RECORDS FOR THE TASK:

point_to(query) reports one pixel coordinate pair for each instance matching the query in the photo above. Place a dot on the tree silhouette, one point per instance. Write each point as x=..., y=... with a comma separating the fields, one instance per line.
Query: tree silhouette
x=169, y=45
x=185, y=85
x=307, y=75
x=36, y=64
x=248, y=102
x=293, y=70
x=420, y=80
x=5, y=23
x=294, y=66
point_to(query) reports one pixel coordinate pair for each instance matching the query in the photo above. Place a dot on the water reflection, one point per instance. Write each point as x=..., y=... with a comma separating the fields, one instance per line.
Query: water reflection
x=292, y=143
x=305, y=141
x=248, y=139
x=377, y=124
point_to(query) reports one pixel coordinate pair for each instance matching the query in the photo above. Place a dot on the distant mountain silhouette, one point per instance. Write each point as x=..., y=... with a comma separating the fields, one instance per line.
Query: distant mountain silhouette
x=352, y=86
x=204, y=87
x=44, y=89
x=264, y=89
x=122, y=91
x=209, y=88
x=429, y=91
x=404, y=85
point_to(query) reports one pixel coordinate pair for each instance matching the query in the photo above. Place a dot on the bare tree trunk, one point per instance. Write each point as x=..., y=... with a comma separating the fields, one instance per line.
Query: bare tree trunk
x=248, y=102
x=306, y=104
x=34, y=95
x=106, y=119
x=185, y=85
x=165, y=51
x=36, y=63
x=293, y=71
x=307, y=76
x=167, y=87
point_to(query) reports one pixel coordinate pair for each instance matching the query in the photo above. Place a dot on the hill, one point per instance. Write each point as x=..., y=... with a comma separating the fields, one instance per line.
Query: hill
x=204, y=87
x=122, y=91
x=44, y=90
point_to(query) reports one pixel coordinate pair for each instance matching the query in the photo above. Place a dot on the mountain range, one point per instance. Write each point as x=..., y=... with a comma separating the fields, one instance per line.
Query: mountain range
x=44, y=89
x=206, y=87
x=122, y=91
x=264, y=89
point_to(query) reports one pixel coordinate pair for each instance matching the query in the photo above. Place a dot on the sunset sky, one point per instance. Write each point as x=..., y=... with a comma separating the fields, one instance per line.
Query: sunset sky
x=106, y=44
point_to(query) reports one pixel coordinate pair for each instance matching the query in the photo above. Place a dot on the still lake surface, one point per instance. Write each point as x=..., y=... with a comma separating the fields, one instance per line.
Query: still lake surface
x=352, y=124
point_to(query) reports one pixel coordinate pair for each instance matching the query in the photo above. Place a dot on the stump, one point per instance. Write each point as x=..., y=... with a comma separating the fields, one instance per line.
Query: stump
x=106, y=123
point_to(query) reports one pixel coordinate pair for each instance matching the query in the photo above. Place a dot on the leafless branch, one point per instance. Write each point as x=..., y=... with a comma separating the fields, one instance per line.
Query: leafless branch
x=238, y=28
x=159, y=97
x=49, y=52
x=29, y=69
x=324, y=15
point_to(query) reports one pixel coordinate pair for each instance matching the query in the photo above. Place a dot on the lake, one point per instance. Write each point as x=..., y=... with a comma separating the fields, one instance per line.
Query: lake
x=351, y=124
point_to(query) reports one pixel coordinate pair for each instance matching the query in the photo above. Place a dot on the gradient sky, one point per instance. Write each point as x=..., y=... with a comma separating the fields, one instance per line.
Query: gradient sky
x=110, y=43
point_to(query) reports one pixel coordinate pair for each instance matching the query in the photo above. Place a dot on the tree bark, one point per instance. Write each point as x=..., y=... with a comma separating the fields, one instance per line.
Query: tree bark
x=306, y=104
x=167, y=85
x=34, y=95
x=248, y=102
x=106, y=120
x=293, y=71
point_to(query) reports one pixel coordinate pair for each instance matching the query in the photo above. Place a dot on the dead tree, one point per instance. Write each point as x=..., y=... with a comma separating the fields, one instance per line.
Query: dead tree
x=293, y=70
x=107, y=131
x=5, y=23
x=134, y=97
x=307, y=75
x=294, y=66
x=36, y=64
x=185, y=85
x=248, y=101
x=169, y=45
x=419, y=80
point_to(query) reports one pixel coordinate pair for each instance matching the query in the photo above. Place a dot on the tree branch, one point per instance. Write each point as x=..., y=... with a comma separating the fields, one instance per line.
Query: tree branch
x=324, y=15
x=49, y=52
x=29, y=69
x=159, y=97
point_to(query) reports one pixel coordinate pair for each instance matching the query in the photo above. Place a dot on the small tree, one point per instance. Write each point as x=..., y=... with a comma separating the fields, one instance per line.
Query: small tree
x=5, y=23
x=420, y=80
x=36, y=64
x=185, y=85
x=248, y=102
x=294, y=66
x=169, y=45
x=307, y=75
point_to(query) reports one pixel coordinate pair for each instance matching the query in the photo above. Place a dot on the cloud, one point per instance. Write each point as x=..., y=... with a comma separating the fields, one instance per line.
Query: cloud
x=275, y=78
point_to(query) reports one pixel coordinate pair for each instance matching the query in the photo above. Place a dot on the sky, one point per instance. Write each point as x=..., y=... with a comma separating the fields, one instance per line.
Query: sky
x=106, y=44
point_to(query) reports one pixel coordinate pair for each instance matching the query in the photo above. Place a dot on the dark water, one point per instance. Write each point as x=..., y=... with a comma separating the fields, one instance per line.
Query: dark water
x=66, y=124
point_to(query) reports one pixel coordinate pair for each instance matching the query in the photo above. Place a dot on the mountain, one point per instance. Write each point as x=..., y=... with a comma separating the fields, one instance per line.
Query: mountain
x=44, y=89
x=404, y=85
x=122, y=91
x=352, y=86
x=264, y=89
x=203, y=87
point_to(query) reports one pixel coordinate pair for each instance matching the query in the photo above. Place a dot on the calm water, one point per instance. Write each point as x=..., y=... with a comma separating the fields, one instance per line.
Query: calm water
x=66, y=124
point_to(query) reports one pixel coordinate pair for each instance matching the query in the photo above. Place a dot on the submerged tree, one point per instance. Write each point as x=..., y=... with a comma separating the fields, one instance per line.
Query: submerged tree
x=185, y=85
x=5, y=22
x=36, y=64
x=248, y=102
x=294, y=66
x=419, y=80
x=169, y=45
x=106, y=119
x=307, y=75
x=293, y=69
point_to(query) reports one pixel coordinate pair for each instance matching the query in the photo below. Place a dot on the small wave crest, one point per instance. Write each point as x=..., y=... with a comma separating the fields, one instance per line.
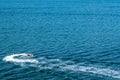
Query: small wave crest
x=45, y=63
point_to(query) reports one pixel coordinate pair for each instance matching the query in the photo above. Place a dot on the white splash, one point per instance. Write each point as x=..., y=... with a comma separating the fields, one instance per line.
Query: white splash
x=21, y=59
x=44, y=63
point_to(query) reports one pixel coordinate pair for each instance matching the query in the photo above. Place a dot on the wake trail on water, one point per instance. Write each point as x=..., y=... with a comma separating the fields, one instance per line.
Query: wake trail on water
x=25, y=59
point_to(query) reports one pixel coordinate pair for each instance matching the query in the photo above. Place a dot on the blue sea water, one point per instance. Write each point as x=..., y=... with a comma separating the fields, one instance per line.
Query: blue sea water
x=70, y=39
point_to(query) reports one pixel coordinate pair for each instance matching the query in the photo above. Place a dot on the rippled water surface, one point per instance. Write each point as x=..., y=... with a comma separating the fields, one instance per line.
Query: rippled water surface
x=59, y=40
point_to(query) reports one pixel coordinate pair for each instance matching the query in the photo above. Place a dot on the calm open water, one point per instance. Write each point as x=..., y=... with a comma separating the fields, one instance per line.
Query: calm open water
x=70, y=39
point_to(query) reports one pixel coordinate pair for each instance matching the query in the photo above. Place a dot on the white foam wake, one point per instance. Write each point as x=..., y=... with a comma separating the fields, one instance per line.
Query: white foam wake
x=21, y=58
x=44, y=63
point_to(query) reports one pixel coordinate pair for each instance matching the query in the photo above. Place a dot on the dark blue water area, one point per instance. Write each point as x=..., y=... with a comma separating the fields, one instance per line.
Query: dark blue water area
x=85, y=32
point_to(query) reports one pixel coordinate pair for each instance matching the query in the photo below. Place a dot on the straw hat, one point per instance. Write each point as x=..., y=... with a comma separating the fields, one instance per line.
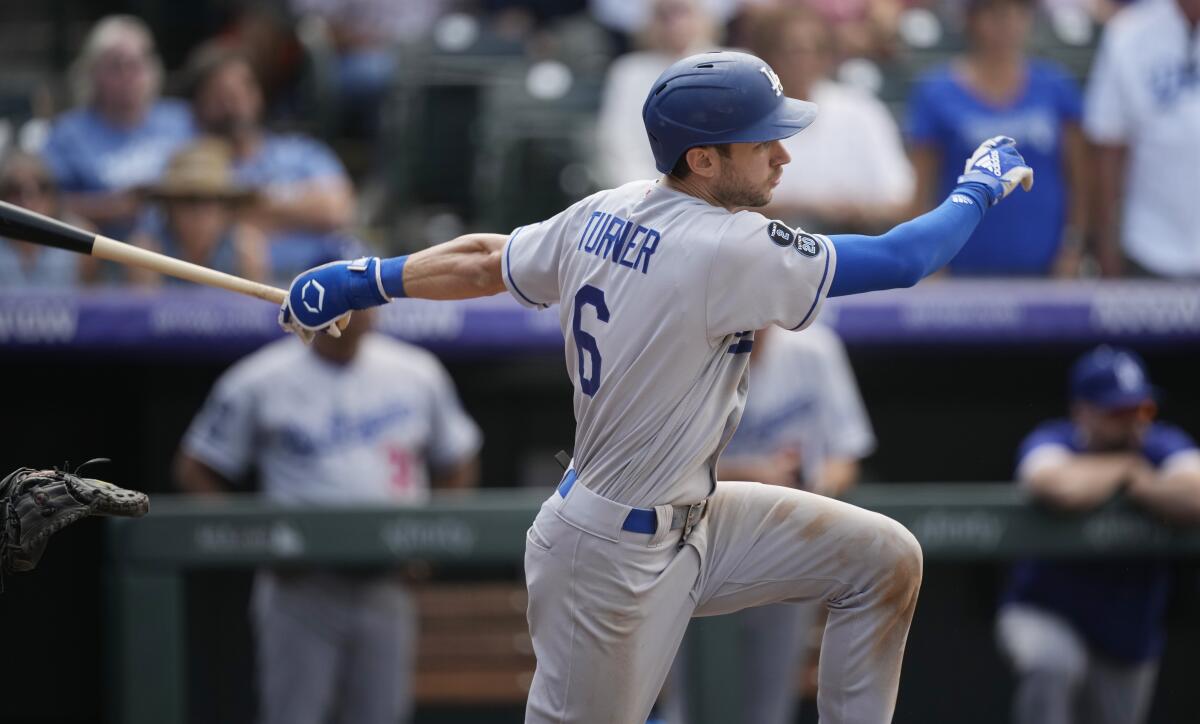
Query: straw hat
x=202, y=169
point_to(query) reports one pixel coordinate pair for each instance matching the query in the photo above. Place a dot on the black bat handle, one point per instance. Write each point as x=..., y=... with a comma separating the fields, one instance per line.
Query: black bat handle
x=27, y=226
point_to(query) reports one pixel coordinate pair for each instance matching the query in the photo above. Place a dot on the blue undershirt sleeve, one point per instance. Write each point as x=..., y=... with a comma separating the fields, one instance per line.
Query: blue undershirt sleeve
x=911, y=251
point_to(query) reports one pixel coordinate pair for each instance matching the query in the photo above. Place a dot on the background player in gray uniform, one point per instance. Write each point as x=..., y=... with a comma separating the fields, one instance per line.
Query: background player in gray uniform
x=804, y=426
x=659, y=287
x=361, y=418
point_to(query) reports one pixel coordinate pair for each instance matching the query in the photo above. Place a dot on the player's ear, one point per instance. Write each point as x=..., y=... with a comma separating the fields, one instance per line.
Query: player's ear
x=702, y=161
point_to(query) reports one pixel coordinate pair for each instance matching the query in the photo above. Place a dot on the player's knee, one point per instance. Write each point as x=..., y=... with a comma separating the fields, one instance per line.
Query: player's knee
x=900, y=557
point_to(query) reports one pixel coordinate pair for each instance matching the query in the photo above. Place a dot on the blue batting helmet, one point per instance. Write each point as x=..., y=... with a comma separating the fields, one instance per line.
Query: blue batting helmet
x=1110, y=377
x=719, y=97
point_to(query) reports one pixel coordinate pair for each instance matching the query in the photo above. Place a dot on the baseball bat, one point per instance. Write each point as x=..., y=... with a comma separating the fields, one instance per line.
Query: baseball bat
x=28, y=226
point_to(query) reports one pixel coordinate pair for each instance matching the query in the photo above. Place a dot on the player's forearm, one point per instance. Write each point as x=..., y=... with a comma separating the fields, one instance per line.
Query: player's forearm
x=1175, y=496
x=465, y=268
x=1083, y=483
x=910, y=251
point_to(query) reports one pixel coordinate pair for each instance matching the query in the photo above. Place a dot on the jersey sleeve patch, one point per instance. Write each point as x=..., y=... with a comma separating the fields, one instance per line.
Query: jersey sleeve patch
x=807, y=244
x=780, y=234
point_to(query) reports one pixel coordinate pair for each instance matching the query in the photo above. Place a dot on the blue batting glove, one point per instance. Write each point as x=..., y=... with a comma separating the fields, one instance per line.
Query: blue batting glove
x=322, y=298
x=999, y=167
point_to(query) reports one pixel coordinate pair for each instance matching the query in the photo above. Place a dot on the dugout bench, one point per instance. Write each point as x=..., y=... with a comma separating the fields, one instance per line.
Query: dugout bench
x=148, y=558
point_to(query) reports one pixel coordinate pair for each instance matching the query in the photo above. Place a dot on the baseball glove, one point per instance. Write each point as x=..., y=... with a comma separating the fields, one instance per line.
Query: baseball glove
x=39, y=503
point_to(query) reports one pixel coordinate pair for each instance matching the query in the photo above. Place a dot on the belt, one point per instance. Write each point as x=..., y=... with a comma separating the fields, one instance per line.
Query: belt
x=646, y=520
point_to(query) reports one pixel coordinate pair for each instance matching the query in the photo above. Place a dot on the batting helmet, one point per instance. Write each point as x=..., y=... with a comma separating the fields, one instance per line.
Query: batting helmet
x=1110, y=377
x=719, y=97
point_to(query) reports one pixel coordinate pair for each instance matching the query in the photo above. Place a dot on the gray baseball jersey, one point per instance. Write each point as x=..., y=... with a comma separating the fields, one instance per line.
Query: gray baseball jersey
x=803, y=396
x=659, y=293
x=325, y=434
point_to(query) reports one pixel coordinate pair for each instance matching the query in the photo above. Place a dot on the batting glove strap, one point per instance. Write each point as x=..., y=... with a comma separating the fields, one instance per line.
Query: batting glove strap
x=364, y=285
x=999, y=167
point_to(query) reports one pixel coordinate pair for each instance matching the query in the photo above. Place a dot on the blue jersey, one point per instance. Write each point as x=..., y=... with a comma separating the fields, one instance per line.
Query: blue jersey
x=85, y=154
x=279, y=166
x=1116, y=605
x=1021, y=235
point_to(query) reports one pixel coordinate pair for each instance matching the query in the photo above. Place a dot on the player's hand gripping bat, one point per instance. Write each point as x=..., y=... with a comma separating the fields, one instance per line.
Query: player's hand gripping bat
x=27, y=226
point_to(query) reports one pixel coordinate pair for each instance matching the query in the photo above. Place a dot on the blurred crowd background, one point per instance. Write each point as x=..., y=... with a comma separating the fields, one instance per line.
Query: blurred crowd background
x=263, y=137
x=267, y=137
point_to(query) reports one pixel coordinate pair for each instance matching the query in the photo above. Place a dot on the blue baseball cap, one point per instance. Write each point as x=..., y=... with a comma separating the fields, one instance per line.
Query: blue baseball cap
x=1110, y=377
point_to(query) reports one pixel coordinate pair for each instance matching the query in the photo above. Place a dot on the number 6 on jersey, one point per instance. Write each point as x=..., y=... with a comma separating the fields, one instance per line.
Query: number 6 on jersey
x=586, y=342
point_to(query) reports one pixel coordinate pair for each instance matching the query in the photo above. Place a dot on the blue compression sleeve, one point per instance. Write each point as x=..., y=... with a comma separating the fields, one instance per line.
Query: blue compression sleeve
x=391, y=274
x=911, y=251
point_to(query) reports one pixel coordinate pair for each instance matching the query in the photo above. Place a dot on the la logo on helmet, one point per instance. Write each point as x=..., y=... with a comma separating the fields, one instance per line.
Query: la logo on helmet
x=775, y=83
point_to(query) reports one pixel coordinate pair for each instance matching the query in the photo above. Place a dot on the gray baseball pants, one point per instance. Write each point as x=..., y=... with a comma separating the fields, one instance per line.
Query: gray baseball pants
x=774, y=646
x=1061, y=682
x=609, y=608
x=333, y=648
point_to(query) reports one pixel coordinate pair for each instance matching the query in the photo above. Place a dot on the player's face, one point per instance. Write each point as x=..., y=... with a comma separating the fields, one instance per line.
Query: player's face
x=1000, y=25
x=1114, y=429
x=750, y=173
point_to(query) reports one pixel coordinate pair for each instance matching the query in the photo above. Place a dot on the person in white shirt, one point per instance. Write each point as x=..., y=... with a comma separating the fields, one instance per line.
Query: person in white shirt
x=804, y=426
x=358, y=419
x=623, y=154
x=865, y=180
x=1143, y=112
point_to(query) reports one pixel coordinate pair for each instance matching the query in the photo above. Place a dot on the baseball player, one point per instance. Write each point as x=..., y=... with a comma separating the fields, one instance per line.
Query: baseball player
x=804, y=426
x=357, y=419
x=1085, y=636
x=660, y=285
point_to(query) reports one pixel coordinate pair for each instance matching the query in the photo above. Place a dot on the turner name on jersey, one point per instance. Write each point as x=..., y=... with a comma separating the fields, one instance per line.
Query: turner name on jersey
x=657, y=289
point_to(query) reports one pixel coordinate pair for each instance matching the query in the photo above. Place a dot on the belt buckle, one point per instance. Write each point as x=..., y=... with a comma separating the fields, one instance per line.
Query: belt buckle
x=695, y=513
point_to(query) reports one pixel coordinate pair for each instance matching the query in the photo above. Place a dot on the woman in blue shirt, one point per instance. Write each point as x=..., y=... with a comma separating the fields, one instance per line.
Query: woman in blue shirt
x=995, y=88
x=121, y=133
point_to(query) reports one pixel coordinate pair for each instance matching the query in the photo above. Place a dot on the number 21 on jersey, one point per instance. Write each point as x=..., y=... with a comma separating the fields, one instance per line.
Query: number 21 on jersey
x=593, y=297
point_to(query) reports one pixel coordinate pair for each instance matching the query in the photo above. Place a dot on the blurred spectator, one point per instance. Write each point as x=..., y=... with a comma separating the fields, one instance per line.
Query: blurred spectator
x=358, y=419
x=858, y=175
x=120, y=133
x=803, y=430
x=858, y=28
x=305, y=195
x=636, y=21
x=677, y=29
x=1085, y=638
x=198, y=219
x=1144, y=114
x=25, y=181
x=365, y=36
x=995, y=89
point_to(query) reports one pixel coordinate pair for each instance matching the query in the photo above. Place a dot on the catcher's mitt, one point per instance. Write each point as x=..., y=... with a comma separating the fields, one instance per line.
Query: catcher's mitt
x=39, y=503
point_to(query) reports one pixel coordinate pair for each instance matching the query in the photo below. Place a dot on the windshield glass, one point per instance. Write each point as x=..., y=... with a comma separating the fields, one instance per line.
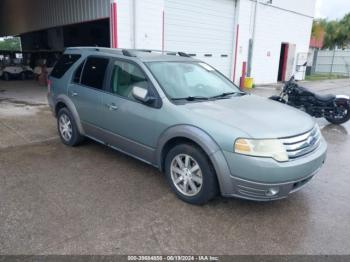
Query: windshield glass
x=190, y=79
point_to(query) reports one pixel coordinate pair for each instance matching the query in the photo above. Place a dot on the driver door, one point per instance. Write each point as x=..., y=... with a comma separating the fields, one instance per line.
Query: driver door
x=131, y=124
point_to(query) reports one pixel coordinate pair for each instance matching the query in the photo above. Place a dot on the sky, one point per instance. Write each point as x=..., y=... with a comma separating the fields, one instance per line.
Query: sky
x=332, y=9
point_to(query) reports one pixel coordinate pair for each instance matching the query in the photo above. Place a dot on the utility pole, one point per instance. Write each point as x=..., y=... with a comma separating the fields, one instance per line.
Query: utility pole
x=252, y=41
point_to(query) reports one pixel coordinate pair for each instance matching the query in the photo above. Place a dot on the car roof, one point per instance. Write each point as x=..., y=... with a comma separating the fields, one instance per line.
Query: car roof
x=144, y=55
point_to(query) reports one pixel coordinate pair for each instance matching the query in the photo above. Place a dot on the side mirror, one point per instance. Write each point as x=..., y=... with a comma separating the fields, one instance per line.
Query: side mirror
x=141, y=94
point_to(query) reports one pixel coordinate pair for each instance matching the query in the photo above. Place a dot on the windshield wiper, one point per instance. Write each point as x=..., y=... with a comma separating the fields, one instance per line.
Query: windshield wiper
x=191, y=98
x=227, y=94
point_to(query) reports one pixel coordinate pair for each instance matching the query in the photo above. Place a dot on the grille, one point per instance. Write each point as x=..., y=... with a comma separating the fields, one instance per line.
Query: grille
x=301, y=145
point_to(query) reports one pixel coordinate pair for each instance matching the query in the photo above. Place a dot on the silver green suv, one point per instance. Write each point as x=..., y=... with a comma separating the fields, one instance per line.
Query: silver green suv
x=182, y=116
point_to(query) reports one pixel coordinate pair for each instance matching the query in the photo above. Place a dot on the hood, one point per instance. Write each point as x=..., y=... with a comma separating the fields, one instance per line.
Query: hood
x=256, y=116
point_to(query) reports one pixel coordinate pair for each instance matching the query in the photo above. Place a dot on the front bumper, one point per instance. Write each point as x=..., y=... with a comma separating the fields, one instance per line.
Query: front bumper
x=265, y=179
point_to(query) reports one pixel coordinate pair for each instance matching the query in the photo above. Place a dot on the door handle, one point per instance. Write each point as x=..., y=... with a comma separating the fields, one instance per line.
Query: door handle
x=112, y=107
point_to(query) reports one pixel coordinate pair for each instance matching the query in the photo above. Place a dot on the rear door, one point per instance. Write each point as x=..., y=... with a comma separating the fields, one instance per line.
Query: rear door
x=86, y=88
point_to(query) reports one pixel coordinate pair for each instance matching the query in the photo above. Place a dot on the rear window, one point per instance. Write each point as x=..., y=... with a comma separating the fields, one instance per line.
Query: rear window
x=62, y=66
x=94, y=72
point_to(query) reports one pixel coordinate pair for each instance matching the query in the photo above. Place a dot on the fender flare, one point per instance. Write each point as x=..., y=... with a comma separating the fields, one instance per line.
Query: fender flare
x=208, y=145
x=71, y=107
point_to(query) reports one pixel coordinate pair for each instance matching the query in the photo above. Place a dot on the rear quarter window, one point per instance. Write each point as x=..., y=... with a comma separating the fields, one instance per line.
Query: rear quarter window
x=94, y=72
x=63, y=65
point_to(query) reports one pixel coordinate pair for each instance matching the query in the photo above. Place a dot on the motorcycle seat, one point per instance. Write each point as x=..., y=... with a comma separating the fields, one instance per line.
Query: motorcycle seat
x=325, y=98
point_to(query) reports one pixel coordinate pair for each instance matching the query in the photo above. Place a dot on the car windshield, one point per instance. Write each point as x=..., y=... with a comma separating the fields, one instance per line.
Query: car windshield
x=196, y=80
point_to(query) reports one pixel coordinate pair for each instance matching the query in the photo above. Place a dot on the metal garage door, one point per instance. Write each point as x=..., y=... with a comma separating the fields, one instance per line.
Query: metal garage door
x=201, y=27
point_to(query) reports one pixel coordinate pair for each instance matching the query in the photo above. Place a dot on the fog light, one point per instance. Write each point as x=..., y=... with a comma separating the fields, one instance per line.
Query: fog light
x=272, y=191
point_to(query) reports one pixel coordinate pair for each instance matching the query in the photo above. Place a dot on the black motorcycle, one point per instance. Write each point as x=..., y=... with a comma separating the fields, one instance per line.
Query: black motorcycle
x=335, y=108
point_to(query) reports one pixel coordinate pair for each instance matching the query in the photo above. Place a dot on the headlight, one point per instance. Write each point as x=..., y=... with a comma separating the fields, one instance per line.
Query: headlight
x=261, y=148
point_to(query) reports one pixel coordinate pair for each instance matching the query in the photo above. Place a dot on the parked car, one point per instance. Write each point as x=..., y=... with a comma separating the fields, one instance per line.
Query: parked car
x=184, y=117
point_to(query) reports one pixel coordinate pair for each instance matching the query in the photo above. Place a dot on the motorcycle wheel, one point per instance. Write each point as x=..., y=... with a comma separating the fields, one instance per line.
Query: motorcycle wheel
x=341, y=116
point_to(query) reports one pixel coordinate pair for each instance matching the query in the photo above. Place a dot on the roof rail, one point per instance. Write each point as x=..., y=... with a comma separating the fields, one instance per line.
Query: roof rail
x=183, y=54
x=128, y=53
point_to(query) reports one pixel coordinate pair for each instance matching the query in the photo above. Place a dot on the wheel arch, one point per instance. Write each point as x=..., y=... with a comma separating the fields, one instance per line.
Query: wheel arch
x=197, y=136
x=184, y=134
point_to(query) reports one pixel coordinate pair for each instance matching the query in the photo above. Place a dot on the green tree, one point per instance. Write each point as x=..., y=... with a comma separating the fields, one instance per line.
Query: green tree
x=10, y=44
x=336, y=32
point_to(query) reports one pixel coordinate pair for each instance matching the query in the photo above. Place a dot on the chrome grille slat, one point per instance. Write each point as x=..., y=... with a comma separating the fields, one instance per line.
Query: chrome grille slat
x=303, y=144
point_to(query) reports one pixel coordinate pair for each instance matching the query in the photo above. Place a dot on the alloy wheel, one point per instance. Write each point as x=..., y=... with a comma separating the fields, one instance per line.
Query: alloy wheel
x=65, y=127
x=186, y=174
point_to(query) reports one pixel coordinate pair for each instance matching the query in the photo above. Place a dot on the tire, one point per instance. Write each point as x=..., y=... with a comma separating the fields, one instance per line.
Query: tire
x=202, y=192
x=339, y=121
x=6, y=76
x=67, y=128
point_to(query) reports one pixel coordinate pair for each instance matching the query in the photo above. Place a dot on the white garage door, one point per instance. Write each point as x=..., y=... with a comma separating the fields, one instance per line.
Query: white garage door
x=204, y=28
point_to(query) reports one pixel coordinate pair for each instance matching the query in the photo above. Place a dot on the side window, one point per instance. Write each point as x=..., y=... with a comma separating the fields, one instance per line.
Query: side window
x=94, y=72
x=125, y=76
x=77, y=73
x=63, y=64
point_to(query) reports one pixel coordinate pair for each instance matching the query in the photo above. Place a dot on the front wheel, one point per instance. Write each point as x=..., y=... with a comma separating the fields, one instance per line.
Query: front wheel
x=340, y=115
x=190, y=174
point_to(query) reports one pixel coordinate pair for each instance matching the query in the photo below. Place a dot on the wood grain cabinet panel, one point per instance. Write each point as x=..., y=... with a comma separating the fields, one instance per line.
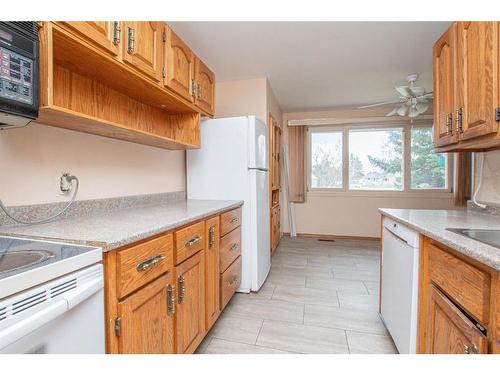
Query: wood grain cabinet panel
x=230, y=248
x=190, y=322
x=212, y=242
x=477, y=85
x=140, y=264
x=230, y=220
x=189, y=241
x=450, y=331
x=179, y=65
x=105, y=35
x=142, y=47
x=444, y=81
x=146, y=325
x=205, y=87
x=465, y=284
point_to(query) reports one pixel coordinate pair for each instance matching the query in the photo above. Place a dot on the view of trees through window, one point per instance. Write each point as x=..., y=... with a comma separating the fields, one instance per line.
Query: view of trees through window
x=376, y=160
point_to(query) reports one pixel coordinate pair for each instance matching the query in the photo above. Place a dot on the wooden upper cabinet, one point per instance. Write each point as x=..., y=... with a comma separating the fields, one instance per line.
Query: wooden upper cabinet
x=105, y=35
x=477, y=78
x=212, y=236
x=449, y=331
x=204, y=97
x=190, y=321
x=443, y=60
x=179, y=65
x=142, y=47
x=147, y=325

EXERCISE GOAL: Convert the lines of the material from the one containing "player's ear, one" through the one containing "x=900, y=557", inclusive, into a Markdown table with the columns Row and Line. Number each line in the Row column and leave out blank lines.

COMPLETE RESPONSE:
| Row | Line |
|---|---|
| 1 | point_to(query) reports one pixel coordinate pair for each instance matching the query in the photo above. Place a dot on the player's ear, one point per instance. Write each point as x=..., y=... with a comma separating the fields, one instance per line. |
| 2 | Query: player's ear |
| 3 | x=702, y=161 |
| 4 | point_to(query) reports one pixel coordinate pair for each instance matching the query in the photo above. Place a dot on the player's knee, one point per instance. Write each point as x=..., y=... with a comma separating the fields, one instance per line. |
| 5 | Query: player's knee |
| 6 | x=900, y=557 |